HOW TO COMPLETE THIS TASK: Reproduce the data that follows precisely.
------------------------------------------------------------
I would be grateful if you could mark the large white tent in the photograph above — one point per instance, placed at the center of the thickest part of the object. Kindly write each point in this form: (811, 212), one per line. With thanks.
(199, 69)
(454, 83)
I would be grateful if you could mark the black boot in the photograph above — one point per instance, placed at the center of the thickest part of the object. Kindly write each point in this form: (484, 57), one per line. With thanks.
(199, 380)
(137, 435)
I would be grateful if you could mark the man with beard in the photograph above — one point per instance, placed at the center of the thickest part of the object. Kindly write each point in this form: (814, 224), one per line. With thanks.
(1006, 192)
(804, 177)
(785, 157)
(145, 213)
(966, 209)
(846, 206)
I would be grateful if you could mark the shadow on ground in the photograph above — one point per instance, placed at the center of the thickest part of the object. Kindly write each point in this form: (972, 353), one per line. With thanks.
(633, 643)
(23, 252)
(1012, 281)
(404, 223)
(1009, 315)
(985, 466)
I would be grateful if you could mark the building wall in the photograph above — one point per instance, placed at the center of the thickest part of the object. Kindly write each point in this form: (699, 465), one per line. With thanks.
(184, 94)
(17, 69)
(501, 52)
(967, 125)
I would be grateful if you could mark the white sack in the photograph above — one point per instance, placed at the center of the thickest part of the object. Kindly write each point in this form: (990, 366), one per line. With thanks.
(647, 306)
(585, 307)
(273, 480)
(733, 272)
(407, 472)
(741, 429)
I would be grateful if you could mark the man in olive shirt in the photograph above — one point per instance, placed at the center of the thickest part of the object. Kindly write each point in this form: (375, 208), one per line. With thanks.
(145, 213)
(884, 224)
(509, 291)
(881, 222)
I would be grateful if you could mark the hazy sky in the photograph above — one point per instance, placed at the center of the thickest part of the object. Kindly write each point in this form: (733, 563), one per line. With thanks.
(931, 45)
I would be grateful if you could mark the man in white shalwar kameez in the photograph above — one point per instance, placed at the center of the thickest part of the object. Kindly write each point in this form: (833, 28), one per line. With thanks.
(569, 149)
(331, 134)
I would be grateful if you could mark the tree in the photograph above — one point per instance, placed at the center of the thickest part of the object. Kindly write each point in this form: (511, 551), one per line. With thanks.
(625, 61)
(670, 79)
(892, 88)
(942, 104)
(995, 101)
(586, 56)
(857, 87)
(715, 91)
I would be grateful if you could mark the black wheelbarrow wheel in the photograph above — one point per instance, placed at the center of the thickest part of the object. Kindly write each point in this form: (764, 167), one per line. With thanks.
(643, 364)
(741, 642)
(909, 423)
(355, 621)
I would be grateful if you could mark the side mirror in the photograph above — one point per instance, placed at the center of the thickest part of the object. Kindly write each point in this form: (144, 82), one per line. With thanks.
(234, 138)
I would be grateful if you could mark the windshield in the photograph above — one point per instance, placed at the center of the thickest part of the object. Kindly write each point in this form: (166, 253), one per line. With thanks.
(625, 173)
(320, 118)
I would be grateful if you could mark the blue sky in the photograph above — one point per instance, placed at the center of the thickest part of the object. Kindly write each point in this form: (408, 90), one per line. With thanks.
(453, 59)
------------------------------------------------------------
RESULT OF THE EXERCISE:
I would be grateful if you could mark the large white tent in the photograph above — one point per instance, placed at the center of the thickest part of the object. Kindly write each point in this form: (811, 212), one per line. With thanks.
(199, 69)
(454, 83)
I would be grateful if you could mark the black boot in the photograph above — one point per instance, placed at the center of the thickest part of the object. Kindly write each point in this form: (484, 57), one per line. With thanks.
(199, 380)
(137, 435)
I would be grateful if you could mark the man with beard in the photograph above — one point per instance, placed at the center of the thickest part of the object. Kindly write each point in this form: (814, 224), one per line. With thanks.
(1006, 192)
(804, 177)
(785, 157)
(145, 213)
(966, 209)
(846, 206)
I would be grateful if you could mark the shadow on ground in the photograph above — one point per instance, placed at the center of the thickest part of the object. Kindly write each point in this form: (972, 353), one per line. With thanks.
(633, 643)
(23, 252)
(1012, 281)
(404, 223)
(1009, 315)
(985, 466)
I would be grateful if you could mark the building wall in the photograph above — one point per instance, placed at the center of the thickest part of the object. Kindly write each point in this form: (699, 465), one per line. With thanks.
(184, 94)
(17, 69)
(501, 52)
(967, 125)
I would be grateful if you could mark the white sack in the photograph above — one point per instance, placed at the center of the thickest part of the object. Kindly write each point in this form: (990, 366), one per line. With thanks.
(647, 306)
(585, 307)
(273, 480)
(733, 272)
(407, 472)
(741, 429)
I would be grateful if you could mark the man in olive shirt in the photograph above — one point per instance, placed at the center of the thickest part of the object. Kindly write each point in this form: (375, 208), one per line. With thanks.
(145, 213)
(884, 224)
(509, 291)
(881, 222)
I would be grateful if you could mark the hazy sky in the photograph above — one point per instance, placed at the center of the thickest part of the object. Kindly write each point in this form: (733, 563), one per line. With thanks.
(931, 45)
I would be grateful if you could mark the man in white shalwar kameez in the photograph above — one point per instance, placed at the center of the thickest part of the object. Kindly write each point in this form: (833, 28), one per line. With thanks.
(569, 149)
(331, 134)
I would be grateful if you could mark the tree in the photograph above — one point per instance, placed at the center of the thickest part of the object. Kindly write each point in this form: (511, 551), one per line. With thanks.
(625, 61)
(670, 79)
(892, 88)
(942, 104)
(995, 101)
(586, 56)
(857, 87)
(715, 91)
I would be grateful if you could mark the black wheelbarrow wheel in the photograph above — one point per instance, placed at the center of the thickest part of the object. Kindly write each point in this form: (764, 167), one per line. With thanks.
(643, 364)
(741, 642)
(909, 423)
(355, 621)
I would be grateful if you could mark the side mirror in the photograph above — one point per instance, placed at the center of the thickest part of the object. Kindly write each point in this form: (144, 82), one per line. With thanks.
(234, 138)
I would be grateful if you could mark the windshield in the photograph above — one point per instance, placed at the center of the thickest part of the object. Kindly write each point in this form: (166, 253), one per line. With thanks.
(625, 173)
(320, 118)
I would be grateful if you could mark the blue sky in the photograph above — one point per instance, placed at the center of the thickest part of the object. Kindly write each point in this form: (408, 90), one per line. With thanks.
(453, 59)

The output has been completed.